» FRAGMENTO DEL DOCUMENTO:
__________

Intelectual de los de antes y uno de los grandes expertos en Blasco Ibáñez, Fernando Millán Sánchez forma parte de la memoria política de la Comunitat Valenciana. Amigo del diálogo y sin miedo a resultar incómodo, sigue luchando por reivindicar el peso y la cultura de su tierra de adopción
VALÈNCIA.- «No te preocupes porque los ciegos se ganan bien la vida con la limosna» son las palabras que Fernando Millán Sánchez todavía guarda en su memoria y que, según le contaron, le dijo su abuelo paterno a su padre cuando nació con una enfermedad en los ojos. La sentencia no se cumplió y el nieto, que nació el 21 de septiembre de 1939 en la población manchega de Montealegre del Castillo y que a los cuatro meses sus padres se trajeron a vivir a València, se convirtió en un hombre con estudios que a lo largo de su vida ha sido educador, librero, escritor, político, historiador, editor, conferenciante y columnista, además de un apasionado de Vicente Blasco Ibáñez, de quien es un gran divulgador hasta el punto de ser considerado su biógrafo político.
Millán ha acudido puntual a la cita en la Biblioteca de la Nau de la Universitat de València. Viste impecable y refleja un buen semblante. Está contento. Se le nota. Ha vuelto al sitio donde siendo joven hizo dos años en Filosofía y Letras como complemento de Ciencias de la Educación, carrera que estudió en Madrid. Los recuerdos fluyen en su memoria. Cuenta anécdotas como si hubieran sucedido ayer. Su memoria también es impecable. Se ríe en un gesto de complicidad con esos recuerdos y comparte algunas vivencias. La juventud era otra. En la planta alta se impartía Filosofía y Letras, donde había más mujeres que hombres, entre ellos él, que eran la envidia de los que estudiaban Derecho en la planta baja; todos del sexo masculino. «¡Qué tiempos aquellos!», musita sin dejar de sonreír.
Hay tanto que hablar con él. Su infancia en la posguerra, sus aspiraciones literarias, sus múltiples profesiones, su pasión por la historia, sus reflexiones sobre la identidad valenciana, su paso por la política y, por supuesto, su pasión por Blasco Ibáñez, a quien ha estudiado tanto que al escucharlo hablar sobre él deja la sensación de que solo le faltó conocerlo en vida. Su lúcida memoria sorprende cuando habla de sus primeros años de vida y cuenta que viene de una familia humilde, cuya madre era analfabeta y criada y su padre, pastor de cabras.

__________

» CONJUNTO DE REGISTROS:
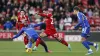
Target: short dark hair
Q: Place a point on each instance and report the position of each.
(22, 10)
(76, 8)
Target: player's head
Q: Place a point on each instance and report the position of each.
(22, 12)
(76, 9)
(26, 23)
(50, 10)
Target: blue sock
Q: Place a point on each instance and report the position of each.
(86, 44)
(90, 43)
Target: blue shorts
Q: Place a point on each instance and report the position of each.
(85, 32)
(35, 37)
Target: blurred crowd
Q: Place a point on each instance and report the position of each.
(62, 12)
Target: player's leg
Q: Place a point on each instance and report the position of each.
(86, 45)
(38, 41)
(25, 41)
(44, 45)
(63, 42)
(29, 48)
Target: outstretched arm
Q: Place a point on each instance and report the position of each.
(79, 21)
(21, 31)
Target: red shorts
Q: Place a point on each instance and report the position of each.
(51, 33)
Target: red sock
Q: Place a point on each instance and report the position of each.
(64, 42)
(38, 42)
(25, 40)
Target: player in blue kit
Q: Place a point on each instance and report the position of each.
(33, 36)
(83, 22)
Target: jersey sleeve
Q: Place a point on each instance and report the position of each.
(79, 21)
(27, 19)
(20, 32)
(30, 44)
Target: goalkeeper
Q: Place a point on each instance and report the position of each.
(33, 36)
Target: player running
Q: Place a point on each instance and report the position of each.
(20, 23)
(83, 22)
(50, 29)
(32, 36)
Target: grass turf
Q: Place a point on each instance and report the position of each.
(10, 48)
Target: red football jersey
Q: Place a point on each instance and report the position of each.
(21, 20)
(50, 29)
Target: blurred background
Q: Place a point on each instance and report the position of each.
(63, 20)
(62, 14)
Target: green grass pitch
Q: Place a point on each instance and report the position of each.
(10, 48)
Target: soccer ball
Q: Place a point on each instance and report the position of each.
(29, 50)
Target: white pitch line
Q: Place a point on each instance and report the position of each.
(44, 51)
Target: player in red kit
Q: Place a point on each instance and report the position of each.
(20, 23)
(50, 29)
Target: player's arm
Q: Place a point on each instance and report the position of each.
(20, 32)
(79, 21)
(42, 14)
(30, 43)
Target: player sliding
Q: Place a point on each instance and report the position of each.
(32, 36)
(83, 22)
(50, 29)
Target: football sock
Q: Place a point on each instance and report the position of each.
(64, 42)
(44, 45)
(25, 40)
(38, 42)
(90, 43)
(86, 44)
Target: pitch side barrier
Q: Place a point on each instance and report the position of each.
(71, 36)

__________

» QUÉ SE PIDE:
1. Enumera todo lo que, según el fragmento sobre Fernando Millán Sánchez, «a lo largo de su vida ha sido», desde «educador» hasta «columnista».
2. Reproduce sin cambios el pasaje del fragmento sobre Fernando Millán Sánchez que arranca con «Millán ha acudido» y sigue hasta «dejar de sonreír.».

» RESULTADOS DEL EJERCICIO:
1.
- educador
- librero
- escritor
- político
- historiador
- editor
- conferenciante
- columnista

2.
Millán ha acudido puntual a la cita en la Biblioteca de la Nau de la Universitat de València. Viste impecable y refleja un buen semblante. Está contento. Se le nota. Ha vuelto al sitio donde siendo joven hizo dos años en Filosofía y Letras como complemento de Ciencias de la Educación, carrera que estudió en Madrid. Los recuerdos fluyen en su memoria. Cuenta anécdotas como si hubieran sucedido ayer. Su memoria también es impecable. Se ríe en un gesto de complicidad con esos recuerdos y comparte algunas vivencias. La juventud era otra. En la planta alta se impartía Filosofía y Letras, donde había más mujeres que hombres, entre ellos él, que eran la envidia de los que estudiaban Derecho en la planta baja; todos del sexo masculino. «¡Qué tiempos aquellos!», musita sin dejar de sonreír.